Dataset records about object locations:
_____
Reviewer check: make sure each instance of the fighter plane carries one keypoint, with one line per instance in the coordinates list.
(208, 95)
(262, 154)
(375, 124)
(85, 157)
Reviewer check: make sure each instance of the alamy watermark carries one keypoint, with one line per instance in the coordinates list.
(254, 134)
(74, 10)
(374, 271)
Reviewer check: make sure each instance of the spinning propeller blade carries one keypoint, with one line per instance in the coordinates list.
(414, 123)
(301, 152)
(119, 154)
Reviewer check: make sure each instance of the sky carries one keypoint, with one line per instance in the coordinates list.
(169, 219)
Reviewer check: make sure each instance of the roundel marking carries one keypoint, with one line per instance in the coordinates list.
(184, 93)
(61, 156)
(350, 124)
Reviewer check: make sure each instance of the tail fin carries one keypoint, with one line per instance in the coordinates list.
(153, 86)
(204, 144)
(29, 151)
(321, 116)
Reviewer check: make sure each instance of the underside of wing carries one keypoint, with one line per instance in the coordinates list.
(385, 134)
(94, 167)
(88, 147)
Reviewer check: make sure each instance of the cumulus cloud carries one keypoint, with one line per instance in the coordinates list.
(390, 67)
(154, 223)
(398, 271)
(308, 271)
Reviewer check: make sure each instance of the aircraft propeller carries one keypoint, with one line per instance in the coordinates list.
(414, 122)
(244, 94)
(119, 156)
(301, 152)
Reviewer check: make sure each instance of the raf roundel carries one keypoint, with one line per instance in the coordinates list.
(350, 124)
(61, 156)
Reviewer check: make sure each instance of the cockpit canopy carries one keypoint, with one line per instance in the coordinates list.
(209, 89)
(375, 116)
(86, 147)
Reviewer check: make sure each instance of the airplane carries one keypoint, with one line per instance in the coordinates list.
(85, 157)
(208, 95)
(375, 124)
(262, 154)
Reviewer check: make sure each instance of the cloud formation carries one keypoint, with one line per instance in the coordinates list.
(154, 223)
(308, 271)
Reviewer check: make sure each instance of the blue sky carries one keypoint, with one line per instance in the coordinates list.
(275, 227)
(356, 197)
_____
Exercise brief:
Print all the data exactly.

Result of this task:
Reviewer check: make sure each instance of the fighter plane carries one keypoint, with one line per instance in the coordinates list.
(208, 95)
(262, 154)
(375, 124)
(85, 157)
Reviewer check: make sure each instance of the alamy watermark carries one keypoint, with one line per instance in the coordinates list.
(254, 134)
(74, 10)
(374, 271)
Reviewer check: make sure each instance of the spinning propeller blade carries one keypoint, with one line per instance in the coordinates list.
(414, 123)
(301, 152)
(119, 154)
Reviewer check: make sure each instance of the sky carries one keypoint, with one line per instance in the coordinates list.
(169, 219)
Reviewer check: make sure each instance of the roundel marking carries one keypoint, with one line per instance in the coordinates list.
(184, 93)
(61, 156)
(350, 124)
Reviewer check: make sure each instance of the tail fin carries one keypoint, with one line per instance in the coordinates list.
(153, 86)
(204, 144)
(29, 151)
(321, 116)
Reviewer check: make sure each instance of the underside of wing carries one keypoint, with one line per instance in the coordinates list.
(385, 134)
(94, 167)
(88, 147)
Reviewer check: make sure each instance of the cumulus cloud carries one keypoint, with one line per instance in the coordinates list.
(390, 67)
(154, 223)
(398, 271)
(308, 271)
Reviewer check: make sure each instance of the aircraft propeller carries one keypoint, with one line per instance in the coordinates list.
(414, 122)
(244, 94)
(119, 156)
(301, 152)
Reviewer check: make sure each instance of the raf roundel carries one keypoint, with one line per instance in the coordinates list.
(350, 124)
(61, 156)
Reviewer check: make sure each instance of the cockpit canopy carries one keypoint, with one line per instance in the coordinates list.
(209, 89)
(375, 116)
(86, 147)
Reviewer check: make sure each instance of the airplane carries one keypoint, with one line per instance in the coordinates list.
(85, 157)
(208, 95)
(375, 124)
(262, 154)
Reviewer check: make sure each instance of the cloud formation carries one keypoint, with one line per instance in the coordinates list.
(154, 223)
(308, 271)
Reviewer check: make sure each instance of the blue sky carries one keypoint, with one line per instance in the coordinates list.
(275, 227)
(356, 197)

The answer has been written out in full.